Report each line of the data that includes the word "texture".

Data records
◆ ◆ ◆ ◆

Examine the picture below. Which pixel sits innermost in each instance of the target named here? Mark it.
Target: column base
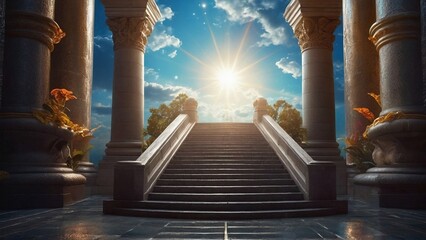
(392, 187)
(115, 152)
(41, 190)
(329, 151)
(31, 154)
(88, 170)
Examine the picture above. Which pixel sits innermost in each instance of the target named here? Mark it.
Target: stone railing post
(190, 108)
(72, 64)
(313, 23)
(131, 22)
(260, 108)
(399, 134)
(31, 152)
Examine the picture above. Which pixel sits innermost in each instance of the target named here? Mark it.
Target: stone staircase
(225, 171)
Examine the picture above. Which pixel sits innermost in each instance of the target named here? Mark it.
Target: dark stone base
(41, 190)
(386, 198)
(392, 187)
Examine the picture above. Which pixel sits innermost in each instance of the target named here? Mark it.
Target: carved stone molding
(389, 29)
(130, 32)
(316, 32)
(34, 26)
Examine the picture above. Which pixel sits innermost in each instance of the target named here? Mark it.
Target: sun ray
(216, 46)
(242, 43)
(194, 58)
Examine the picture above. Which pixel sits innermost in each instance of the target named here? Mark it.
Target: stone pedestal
(30, 151)
(72, 66)
(361, 65)
(399, 134)
(130, 29)
(313, 23)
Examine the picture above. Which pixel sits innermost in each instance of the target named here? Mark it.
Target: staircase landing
(225, 171)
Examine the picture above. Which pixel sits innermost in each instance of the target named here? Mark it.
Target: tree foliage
(162, 116)
(289, 119)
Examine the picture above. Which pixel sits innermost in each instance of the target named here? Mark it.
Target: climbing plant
(161, 117)
(289, 119)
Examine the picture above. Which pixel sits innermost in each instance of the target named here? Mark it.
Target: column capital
(316, 32)
(396, 27)
(33, 26)
(130, 32)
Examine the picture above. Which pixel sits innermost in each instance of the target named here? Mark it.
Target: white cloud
(247, 11)
(173, 54)
(166, 13)
(290, 67)
(162, 40)
(101, 40)
(151, 74)
(161, 93)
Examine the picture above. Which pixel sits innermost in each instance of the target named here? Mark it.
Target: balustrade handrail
(316, 179)
(133, 180)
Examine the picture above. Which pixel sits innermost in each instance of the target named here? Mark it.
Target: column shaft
(398, 135)
(72, 65)
(31, 152)
(2, 17)
(361, 64)
(318, 95)
(26, 85)
(315, 35)
(130, 38)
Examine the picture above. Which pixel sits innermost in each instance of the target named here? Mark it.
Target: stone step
(224, 162)
(225, 176)
(213, 171)
(224, 215)
(227, 189)
(228, 206)
(223, 182)
(180, 165)
(221, 157)
(254, 148)
(226, 197)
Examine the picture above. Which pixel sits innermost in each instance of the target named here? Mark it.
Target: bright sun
(227, 78)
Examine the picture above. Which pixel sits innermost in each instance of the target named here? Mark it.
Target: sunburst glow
(227, 78)
(228, 73)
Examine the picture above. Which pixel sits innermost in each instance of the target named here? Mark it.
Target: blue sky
(224, 53)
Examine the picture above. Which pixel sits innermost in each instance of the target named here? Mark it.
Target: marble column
(423, 23)
(399, 134)
(72, 66)
(313, 23)
(31, 152)
(2, 16)
(361, 63)
(130, 36)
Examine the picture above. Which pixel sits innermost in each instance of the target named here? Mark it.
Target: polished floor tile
(85, 220)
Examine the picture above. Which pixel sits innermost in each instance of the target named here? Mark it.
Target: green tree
(161, 117)
(289, 119)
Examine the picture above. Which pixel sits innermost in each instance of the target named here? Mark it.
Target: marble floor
(85, 220)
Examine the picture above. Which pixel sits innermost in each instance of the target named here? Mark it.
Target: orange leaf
(61, 95)
(365, 112)
(376, 97)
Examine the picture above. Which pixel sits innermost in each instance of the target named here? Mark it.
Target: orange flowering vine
(54, 113)
(62, 95)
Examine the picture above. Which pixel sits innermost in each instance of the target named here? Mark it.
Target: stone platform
(85, 220)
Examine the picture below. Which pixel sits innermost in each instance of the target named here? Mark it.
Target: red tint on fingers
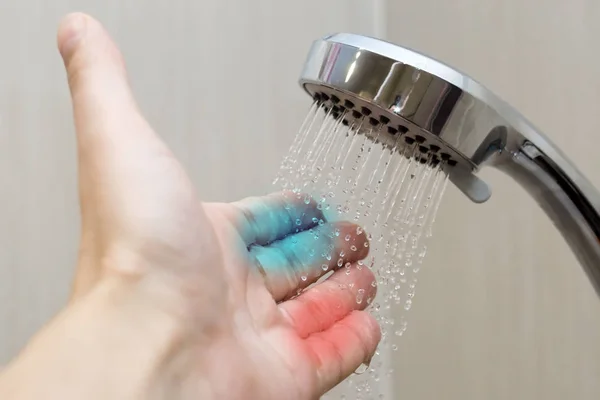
(340, 350)
(320, 307)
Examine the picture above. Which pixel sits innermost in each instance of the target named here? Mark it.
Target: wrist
(108, 344)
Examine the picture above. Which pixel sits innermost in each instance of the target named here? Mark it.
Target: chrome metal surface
(414, 95)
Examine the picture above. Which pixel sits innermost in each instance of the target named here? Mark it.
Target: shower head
(454, 121)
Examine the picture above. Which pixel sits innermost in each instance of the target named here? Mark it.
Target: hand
(178, 299)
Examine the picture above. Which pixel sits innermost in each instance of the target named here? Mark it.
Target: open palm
(229, 276)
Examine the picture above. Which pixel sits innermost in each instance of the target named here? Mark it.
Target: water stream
(392, 193)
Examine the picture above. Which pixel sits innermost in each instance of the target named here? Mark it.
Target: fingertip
(71, 30)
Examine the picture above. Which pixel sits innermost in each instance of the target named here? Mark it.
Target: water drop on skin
(361, 369)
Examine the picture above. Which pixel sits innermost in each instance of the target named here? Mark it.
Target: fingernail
(71, 31)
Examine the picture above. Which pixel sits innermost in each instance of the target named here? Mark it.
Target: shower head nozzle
(455, 119)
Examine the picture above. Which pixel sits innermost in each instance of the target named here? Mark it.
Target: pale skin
(174, 298)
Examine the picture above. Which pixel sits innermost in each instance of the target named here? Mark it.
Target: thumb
(133, 192)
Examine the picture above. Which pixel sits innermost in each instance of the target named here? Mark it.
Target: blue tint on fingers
(296, 261)
(266, 219)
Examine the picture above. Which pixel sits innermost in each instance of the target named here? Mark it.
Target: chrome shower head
(456, 122)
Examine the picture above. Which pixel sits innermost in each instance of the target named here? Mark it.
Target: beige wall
(502, 310)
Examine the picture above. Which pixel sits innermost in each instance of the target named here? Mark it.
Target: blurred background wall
(502, 308)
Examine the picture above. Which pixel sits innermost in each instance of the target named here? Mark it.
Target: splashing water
(393, 194)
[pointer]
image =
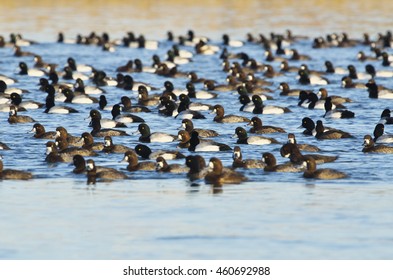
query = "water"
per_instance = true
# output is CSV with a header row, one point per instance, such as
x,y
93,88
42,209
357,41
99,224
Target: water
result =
x,y
160,216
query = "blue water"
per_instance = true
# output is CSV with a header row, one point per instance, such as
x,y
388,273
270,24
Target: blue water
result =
x,y
160,216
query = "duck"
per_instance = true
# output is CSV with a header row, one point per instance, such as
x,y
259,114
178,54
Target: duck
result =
x,y
336,100
81,98
217,175
40,133
370,147
330,69
267,109
53,156
89,144
196,145
146,153
239,162
144,99
127,106
80,87
24,70
51,108
192,93
336,113
292,152
259,128
222,118
271,164
375,92
243,138
106,175
109,147
12,174
157,137
105,123
307,79
163,166
197,166
302,147
134,165
211,85
385,117
354,75
124,118
15,118
72,140
347,82
64,148
331,133
16,100
98,131
188,126
325,174
287,91
379,136
78,67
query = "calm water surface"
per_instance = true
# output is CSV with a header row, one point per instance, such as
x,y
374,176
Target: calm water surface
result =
x,y
158,216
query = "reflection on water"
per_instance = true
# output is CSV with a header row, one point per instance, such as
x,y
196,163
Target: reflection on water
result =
x,y
165,217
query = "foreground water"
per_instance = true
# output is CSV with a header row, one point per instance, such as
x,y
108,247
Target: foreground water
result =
x,y
158,216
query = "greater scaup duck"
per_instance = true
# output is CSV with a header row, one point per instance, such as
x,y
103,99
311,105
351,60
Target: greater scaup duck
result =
x,y
321,132
222,118
266,109
292,152
78,67
385,117
217,175
243,138
64,148
89,144
148,137
15,118
369,146
188,126
193,93
379,137
40,133
259,128
239,162
24,70
127,106
105,175
51,108
287,91
109,147
97,131
307,79
146,153
134,165
336,113
72,140
124,118
53,156
375,92
105,123
326,173
271,164
79,86
12,174
163,166
197,166
16,100
196,145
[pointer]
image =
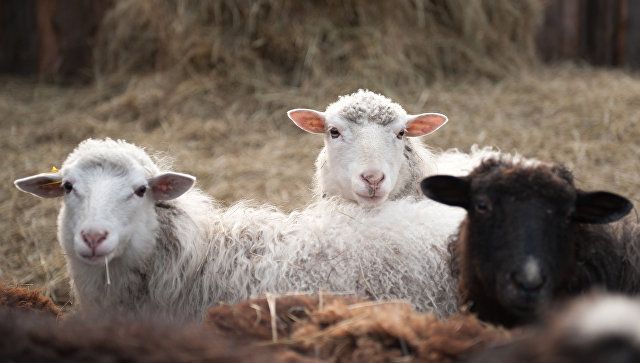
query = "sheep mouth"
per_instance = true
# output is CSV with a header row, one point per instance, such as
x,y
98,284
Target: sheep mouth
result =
x,y
371,198
95,257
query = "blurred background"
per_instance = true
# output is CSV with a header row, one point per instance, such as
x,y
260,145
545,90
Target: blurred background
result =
x,y
208,82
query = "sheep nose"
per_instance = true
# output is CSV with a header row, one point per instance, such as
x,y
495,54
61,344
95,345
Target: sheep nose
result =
x,y
372,177
93,237
527,281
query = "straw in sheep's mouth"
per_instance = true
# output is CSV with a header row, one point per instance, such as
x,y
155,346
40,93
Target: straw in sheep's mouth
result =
x,y
106,265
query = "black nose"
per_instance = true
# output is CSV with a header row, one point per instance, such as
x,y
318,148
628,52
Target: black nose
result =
x,y
529,282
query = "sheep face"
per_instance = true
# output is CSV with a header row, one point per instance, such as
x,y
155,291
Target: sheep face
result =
x,y
109,201
515,247
366,155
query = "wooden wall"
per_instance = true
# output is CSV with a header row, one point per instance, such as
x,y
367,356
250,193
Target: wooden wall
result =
x,y
51,38
601,32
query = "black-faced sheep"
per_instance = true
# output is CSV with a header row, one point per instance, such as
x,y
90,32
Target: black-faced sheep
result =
x,y
599,328
346,329
531,236
138,240
28,300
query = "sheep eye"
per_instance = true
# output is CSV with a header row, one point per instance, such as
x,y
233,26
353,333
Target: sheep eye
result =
x,y
482,206
68,187
140,191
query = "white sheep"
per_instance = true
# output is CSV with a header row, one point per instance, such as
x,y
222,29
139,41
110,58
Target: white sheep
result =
x,y
138,240
371,151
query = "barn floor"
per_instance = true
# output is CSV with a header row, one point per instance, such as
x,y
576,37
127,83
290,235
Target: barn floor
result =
x,y
241,145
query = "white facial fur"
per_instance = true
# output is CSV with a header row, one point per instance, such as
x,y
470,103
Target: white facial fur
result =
x,y
362,150
369,155
104,200
109,190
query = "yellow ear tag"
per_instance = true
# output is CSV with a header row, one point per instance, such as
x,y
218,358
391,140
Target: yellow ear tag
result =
x,y
56,183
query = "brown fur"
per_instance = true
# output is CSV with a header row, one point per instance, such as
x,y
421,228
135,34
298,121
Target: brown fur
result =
x,y
28,300
344,329
28,337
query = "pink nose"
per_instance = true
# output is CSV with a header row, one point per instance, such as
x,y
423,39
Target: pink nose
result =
x,y
93,237
372,177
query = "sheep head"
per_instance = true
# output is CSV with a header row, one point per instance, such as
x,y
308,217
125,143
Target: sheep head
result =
x,y
109,190
366,145
516,247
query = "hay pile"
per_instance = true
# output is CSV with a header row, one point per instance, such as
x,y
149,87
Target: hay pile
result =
x,y
343,329
245,147
209,83
284,42
26,300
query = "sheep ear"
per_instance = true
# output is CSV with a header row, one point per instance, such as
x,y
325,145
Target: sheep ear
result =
x,y
424,123
600,207
170,185
446,189
308,120
45,185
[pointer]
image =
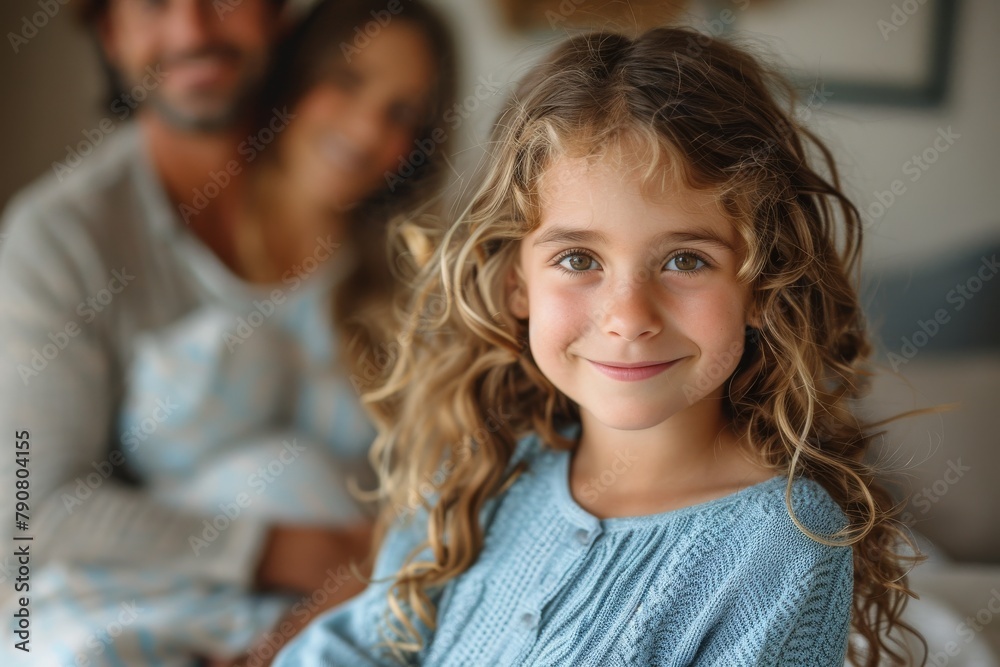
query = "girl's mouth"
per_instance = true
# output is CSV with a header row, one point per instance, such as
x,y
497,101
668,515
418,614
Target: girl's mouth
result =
x,y
630,372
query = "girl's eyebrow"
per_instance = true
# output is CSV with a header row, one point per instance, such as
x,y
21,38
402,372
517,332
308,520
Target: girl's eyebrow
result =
x,y
558,235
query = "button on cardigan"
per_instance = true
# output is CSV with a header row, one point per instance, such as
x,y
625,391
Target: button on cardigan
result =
x,y
731,581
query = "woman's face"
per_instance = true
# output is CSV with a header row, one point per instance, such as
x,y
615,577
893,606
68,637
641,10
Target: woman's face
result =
x,y
350,131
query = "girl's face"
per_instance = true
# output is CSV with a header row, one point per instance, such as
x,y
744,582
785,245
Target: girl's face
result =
x,y
633,306
353,127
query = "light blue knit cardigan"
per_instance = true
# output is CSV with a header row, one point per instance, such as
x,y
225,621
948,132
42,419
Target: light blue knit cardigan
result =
x,y
728,582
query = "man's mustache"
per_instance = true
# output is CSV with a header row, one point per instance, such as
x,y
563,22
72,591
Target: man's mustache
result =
x,y
226,52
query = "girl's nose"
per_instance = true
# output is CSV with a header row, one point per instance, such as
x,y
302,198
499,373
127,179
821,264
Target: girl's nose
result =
x,y
366,126
632,312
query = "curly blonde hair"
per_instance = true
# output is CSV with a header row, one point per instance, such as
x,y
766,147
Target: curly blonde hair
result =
x,y
717,121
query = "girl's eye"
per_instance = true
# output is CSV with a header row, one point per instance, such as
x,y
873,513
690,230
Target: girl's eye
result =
x,y
577,262
685,263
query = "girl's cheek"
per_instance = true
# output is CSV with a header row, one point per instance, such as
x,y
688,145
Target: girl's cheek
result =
x,y
566,312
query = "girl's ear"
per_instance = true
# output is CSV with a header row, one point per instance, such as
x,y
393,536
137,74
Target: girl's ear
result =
x,y
517,293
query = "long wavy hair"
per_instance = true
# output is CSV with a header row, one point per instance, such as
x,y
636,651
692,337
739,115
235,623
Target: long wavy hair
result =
x,y
714,119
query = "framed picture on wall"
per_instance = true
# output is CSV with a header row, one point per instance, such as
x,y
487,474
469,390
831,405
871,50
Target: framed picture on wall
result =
x,y
887,52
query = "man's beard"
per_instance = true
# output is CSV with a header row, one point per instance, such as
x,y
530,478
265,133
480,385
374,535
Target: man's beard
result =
x,y
217,115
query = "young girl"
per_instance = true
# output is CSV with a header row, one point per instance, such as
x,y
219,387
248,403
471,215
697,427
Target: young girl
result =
x,y
622,433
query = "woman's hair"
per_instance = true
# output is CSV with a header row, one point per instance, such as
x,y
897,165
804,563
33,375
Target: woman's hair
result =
x,y
327,34
706,116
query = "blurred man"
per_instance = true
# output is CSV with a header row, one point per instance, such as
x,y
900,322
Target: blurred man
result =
x,y
99,255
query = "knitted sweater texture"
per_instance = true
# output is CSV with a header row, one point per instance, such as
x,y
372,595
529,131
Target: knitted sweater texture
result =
x,y
727,582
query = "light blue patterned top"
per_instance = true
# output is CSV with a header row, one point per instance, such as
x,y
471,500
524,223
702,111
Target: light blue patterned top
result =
x,y
727,582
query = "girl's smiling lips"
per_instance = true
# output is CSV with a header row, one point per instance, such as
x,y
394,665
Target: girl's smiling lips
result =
x,y
630,372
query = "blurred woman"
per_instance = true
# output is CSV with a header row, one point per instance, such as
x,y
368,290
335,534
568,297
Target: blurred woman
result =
x,y
255,420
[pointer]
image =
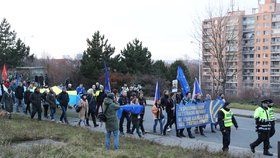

◆ ◆ ◆ ◆

-- RESULT OF THIS EXERCISE --
query = "knitted sweater texture"
Target: knitted sweater texture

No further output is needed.